The exercise →
Return the lines of the records exactly as they are, beginning with the line that contains "Task: Locate the tall" and stopping after the line that contains "[732,337,754,352]".
━━━ Input for this task ━━━
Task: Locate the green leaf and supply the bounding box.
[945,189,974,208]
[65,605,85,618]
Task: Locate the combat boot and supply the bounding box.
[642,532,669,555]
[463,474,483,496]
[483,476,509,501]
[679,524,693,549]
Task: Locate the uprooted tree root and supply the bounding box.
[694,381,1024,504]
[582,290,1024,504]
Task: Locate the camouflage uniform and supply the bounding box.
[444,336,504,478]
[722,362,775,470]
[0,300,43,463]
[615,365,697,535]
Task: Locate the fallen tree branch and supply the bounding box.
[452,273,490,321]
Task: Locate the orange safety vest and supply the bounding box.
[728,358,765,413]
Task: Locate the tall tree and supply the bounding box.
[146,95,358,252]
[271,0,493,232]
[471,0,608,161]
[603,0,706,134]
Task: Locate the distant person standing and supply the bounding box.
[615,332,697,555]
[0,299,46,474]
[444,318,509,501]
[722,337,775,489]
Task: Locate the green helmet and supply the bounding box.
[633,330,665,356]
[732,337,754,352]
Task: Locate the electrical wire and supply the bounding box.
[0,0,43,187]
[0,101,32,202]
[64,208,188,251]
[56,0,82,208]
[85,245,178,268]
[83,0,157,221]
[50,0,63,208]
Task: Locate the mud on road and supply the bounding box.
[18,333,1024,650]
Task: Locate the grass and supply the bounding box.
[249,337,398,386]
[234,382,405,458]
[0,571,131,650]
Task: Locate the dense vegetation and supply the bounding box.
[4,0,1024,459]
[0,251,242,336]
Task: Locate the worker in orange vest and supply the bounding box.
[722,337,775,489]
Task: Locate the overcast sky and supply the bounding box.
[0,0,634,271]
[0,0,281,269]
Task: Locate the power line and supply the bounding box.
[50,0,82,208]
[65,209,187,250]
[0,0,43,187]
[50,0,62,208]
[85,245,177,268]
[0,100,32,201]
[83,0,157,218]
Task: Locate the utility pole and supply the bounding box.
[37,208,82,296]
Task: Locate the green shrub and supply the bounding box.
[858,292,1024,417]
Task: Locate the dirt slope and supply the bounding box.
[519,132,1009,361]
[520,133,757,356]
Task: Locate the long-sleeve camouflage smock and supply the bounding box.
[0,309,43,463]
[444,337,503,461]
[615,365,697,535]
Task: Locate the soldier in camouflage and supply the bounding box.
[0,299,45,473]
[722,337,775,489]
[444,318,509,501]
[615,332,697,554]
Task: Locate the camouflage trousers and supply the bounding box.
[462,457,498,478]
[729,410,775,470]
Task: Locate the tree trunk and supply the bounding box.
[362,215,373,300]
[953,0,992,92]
━━━
Response to the task →
Task: Locate the tall tree and supply the bounding box.
[146,95,358,252]
[271,0,493,232]
[471,0,608,161]
[603,0,706,134]
Task: Locate the distant person standing and supply the bounding box.
[615,332,697,555]
[0,299,46,474]
[444,318,509,501]
[722,337,775,489]
Task: Locate the green helmet and supply the bounding box.
[633,330,665,356]
[732,337,754,352]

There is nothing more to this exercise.